→ Given task: Copy out the data below, swapping every "Quickstart" for "Getting started" and keeping everything else the same.

→ Record extracts:
-- BEGIN --
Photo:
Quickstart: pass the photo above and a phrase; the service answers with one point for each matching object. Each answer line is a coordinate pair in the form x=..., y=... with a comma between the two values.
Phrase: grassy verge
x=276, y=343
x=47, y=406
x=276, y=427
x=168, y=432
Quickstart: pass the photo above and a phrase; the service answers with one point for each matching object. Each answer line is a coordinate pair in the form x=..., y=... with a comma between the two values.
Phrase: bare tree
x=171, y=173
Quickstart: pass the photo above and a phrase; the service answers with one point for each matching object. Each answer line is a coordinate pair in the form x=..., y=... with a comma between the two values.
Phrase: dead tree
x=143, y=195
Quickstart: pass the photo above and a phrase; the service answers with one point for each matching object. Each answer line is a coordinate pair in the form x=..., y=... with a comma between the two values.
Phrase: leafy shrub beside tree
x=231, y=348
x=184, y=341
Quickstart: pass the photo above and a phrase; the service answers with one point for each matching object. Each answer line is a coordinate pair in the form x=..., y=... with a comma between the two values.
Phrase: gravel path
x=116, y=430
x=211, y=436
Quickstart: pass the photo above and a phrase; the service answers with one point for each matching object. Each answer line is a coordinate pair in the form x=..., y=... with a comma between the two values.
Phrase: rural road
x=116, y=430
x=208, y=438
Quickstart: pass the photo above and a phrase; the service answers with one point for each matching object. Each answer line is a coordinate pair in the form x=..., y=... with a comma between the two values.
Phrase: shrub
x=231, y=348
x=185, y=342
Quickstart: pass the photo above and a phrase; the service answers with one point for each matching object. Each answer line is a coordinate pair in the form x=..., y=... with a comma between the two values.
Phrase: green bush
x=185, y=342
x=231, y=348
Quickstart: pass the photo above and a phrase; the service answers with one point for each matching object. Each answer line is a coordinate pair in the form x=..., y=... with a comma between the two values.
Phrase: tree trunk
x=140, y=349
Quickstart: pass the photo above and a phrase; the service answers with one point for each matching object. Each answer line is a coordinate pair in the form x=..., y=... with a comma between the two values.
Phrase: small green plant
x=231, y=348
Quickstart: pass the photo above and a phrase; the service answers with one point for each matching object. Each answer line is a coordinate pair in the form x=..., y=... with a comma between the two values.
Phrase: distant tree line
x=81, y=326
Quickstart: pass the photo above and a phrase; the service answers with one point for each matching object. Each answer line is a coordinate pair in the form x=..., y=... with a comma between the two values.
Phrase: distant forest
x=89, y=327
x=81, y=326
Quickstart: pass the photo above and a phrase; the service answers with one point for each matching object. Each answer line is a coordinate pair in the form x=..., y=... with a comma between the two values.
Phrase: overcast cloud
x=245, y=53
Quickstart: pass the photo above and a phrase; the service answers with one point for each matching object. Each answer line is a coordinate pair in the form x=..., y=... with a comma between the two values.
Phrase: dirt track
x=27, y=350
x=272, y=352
-- END --
→ Expected output:
Photo:
Getting started: pass the photo above and a phrase; the service answers with one point for each matching object. Each answer line is a coordinate pair in the form x=..., y=... with a comma between the two values.
Phrase: grassy verge
x=276, y=343
x=47, y=406
x=276, y=427
x=168, y=432
Getting started: pass the photo above and a phrase; the service answers with one point for each matching object. Each answer line is a coordinate pair in the form x=..., y=... with a comma between the two values.
Phrase: bare tree
x=171, y=173
Getting started: pass the photo above and a phrase; the service answers with one point for each matching object. Each answer line is a coordinate pair in the form x=..., y=... with a comma between the two values.
Phrase: dead tree
x=143, y=195
Getting started: pass the photo above and a phrase; the service answers with one point for each matching object. Each answer line is a coordinate pair in the form x=..., y=... with a comma between the two values.
Phrase: leafy shrub beside tree
x=231, y=348
x=184, y=341
Getting started: pass the photo above and a phrase; the service answers with one point for each matching object. Each answer line is a coordinate pair in the form x=..., y=... with a comma between the two values.
Phrase: gravel path
x=116, y=430
x=211, y=436
Getting started: pass the photo above and a phrase; the service answers with one point for each matching object. Each answer line is a coordinate pair in the form x=..., y=... with a comma between the two values.
Phrase: rural road
x=116, y=430
x=208, y=438
Getting started: pass the photo above and a phrase; the service answers with one point for each matching object. Each answer line is a coordinate pair in the form x=..., y=... with a comma between the two values.
Phrase: shrub
x=231, y=348
x=185, y=342
Getting started: pass the photo above and a phrase; the service answers with one point for each matching object. Each answer line is a coordinate pair in the form x=..., y=... with a comma between the two values.
Phrase: green bush
x=185, y=342
x=231, y=348
Getting started: pass the photo above and a phrase; the service answers with one point for each matching object. Each answer line is a coordinate pair in the form x=..., y=... with a comma between the two values.
Phrase: tree trunk
x=140, y=349
Getting started: pass the photo above and a phrase; the service answers with one point for each matching object. Each answer line is a coordinate pair in the form x=..., y=... with a comma between the two values.
Phrase: small green plant
x=231, y=348
Getting started: pass the photo above and a phrase; the service answers with one point for each matching object. Each answer line is a coordinate pair in the form x=..., y=... with a comma between the two values.
Phrase: distant tree line
x=81, y=326
Getting started: pass the photo above and a phrase; the service answers with one point for each matching object. Each answer line is a coordinate pair in the form x=..., y=... with a comma between the two values.
Phrase: distant forest
x=89, y=327
x=81, y=326
Getting started: pass the photo above and a phrase; the service answers with one point for each matching object. Each answer line is a coordinate pair in the form x=..., y=... with a comma between the two values.
Phrase: overcast cloud
x=245, y=53
Getting started: pass the photo above and a phrase; the service answers with one point for each matching object. Each answer line is a coordinate pair in the form x=..., y=... with a comma between the two values.
Phrase: dirt track
x=27, y=350
x=272, y=352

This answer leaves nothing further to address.